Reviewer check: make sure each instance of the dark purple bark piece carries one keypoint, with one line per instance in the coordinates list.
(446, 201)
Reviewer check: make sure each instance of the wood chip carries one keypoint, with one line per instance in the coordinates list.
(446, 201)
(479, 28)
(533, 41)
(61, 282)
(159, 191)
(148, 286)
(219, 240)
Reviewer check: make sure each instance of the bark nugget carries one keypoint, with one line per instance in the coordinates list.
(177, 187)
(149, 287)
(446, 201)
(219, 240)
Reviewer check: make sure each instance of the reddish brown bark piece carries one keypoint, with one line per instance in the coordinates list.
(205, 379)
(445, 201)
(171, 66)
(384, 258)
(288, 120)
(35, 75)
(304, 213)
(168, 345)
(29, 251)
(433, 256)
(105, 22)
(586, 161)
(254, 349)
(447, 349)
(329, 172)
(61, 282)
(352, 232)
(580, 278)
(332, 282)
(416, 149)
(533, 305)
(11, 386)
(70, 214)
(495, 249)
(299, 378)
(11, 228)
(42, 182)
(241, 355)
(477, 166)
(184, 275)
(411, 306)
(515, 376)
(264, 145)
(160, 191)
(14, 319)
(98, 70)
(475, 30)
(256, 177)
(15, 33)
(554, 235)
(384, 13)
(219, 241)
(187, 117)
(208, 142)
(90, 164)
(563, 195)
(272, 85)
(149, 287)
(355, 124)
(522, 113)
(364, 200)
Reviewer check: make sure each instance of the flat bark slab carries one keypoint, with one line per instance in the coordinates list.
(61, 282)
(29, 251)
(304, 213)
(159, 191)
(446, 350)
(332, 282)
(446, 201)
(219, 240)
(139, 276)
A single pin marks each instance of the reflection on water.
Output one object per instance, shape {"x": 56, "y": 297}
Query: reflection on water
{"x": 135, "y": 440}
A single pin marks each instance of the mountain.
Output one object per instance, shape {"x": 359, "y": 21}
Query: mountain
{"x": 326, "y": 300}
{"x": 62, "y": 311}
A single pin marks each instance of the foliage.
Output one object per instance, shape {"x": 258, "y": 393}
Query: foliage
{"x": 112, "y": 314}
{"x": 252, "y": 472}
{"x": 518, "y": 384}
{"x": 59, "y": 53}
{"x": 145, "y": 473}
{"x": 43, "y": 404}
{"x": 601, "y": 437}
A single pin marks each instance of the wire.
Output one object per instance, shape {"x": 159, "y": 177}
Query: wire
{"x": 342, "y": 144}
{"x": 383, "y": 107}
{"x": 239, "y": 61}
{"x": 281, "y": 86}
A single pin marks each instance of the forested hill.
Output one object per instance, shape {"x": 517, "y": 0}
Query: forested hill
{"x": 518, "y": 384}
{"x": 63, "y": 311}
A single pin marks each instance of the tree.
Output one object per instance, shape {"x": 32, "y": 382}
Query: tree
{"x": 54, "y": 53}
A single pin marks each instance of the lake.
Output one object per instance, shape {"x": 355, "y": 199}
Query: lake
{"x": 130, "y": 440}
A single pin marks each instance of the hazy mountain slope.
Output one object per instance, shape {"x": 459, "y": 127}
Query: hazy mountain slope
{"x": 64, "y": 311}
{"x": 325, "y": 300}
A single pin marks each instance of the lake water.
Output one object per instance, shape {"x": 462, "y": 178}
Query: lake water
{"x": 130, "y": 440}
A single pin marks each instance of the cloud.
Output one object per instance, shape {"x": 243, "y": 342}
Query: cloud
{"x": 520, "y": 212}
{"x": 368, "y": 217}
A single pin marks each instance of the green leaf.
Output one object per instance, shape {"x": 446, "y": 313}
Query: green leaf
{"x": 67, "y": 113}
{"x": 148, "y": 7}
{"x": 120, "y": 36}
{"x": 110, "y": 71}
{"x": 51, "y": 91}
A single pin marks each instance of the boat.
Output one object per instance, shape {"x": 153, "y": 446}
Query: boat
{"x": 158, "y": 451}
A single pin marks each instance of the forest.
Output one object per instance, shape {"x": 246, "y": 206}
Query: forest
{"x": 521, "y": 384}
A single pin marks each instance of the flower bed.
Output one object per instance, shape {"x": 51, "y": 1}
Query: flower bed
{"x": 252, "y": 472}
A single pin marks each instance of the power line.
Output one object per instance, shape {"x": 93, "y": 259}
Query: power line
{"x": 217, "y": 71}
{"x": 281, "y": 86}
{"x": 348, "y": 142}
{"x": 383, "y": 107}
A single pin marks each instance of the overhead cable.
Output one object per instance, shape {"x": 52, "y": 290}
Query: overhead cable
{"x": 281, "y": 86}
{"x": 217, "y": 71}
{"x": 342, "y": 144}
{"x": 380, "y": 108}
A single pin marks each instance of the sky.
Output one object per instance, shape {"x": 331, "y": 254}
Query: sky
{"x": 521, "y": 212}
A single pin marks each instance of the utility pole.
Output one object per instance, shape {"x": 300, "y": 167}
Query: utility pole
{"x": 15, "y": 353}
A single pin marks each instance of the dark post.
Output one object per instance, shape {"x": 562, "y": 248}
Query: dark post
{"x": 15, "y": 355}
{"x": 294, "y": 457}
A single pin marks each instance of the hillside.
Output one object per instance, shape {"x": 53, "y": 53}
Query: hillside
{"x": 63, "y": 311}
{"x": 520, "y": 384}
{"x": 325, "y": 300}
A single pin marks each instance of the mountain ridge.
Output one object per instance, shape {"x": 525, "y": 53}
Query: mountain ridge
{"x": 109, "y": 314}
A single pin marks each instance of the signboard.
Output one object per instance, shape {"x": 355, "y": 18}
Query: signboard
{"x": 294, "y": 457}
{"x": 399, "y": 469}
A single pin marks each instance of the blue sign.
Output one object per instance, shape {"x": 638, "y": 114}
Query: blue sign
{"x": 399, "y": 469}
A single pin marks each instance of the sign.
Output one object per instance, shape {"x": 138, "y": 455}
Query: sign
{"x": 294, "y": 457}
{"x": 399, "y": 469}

----------------------------------------

[AIM OF THE EXERCISE]
Starting with the row that contains "A single pin marks each instance of the flower" and going on through the last row, write out every row again, requests included. Multiply each coordinate in the answers by 1.4 and round to whole numbers, with halves rounding up, but leave the numbers in the requests and their sample shapes unchanged.

[CORRECT RESPONSE]
A single pin marks each instance of the flower bed.
Output one object per instance, shape {"x": 51, "y": 1}
Query: flower bed
{"x": 353, "y": 661}
A single pin marks each instance of the power line.
Output one object per instance, shape {"x": 93, "y": 259}
Query: power line
{"x": 304, "y": 99}
{"x": 393, "y": 120}
{"x": 487, "y": 199}
{"x": 536, "y": 150}
A single pin marks each instance of the overhead cable.
Output one object per instance, shape {"x": 52, "y": 290}
Query: overhead cable
{"x": 393, "y": 120}
{"x": 304, "y": 99}
{"x": 479, "y": 202}
{"x": 532, "y": 151}
A single pin marks each instance of the sky.
Output one object per instance, shape {"x": 331, "y": 254}
Query: sky
{"x": 729, "y": 297}
A single pin marks each instance of the utility pole.
Output one object per instance, shape {"x": 300, "y": 167}
Query: utility pole
{"x": 21, "y": 494}
A single pin marks each instance of the dark post.
Output one object per instance, shape {"x": 562, "y": 248}
Query: dark post
{"x": 21, "y": 497}
{"x": 412, "y": 640}
A single pin marks each instance of the hillside.
Output one object per instance, shape {"x": 53, "y": 53}
Query: hillside
{"x": 88, "y": 435}
{"x": 728, "y": 538}
{"x": 455, "y": 420}
A single pin marks each instance of the mountain ridge.
Output one object per instance, shape {"x": 525, "y": 53}
Query: mountain ridge
{"x": 153, "y": 440}
A single pin marks each instance of the signboard.
Output one object per instance, shape {"x": 355, "y": 18}
Query: signboard
{"x": 412, "y": 640}
{"x": 559, "y": 657}
A single pin marks each instance of the blue sign.
Output one object per instance, shape {"x": 638, "y": 114}
Query: blue sign
{"x": 559, "y": 657}
A single pin marks each instance of the sign.
Output one object per instance, shape {"x": 138, "y": 455}
Query: sign
{"x": 412, "y": 640}
{"x": 559, "y": 657}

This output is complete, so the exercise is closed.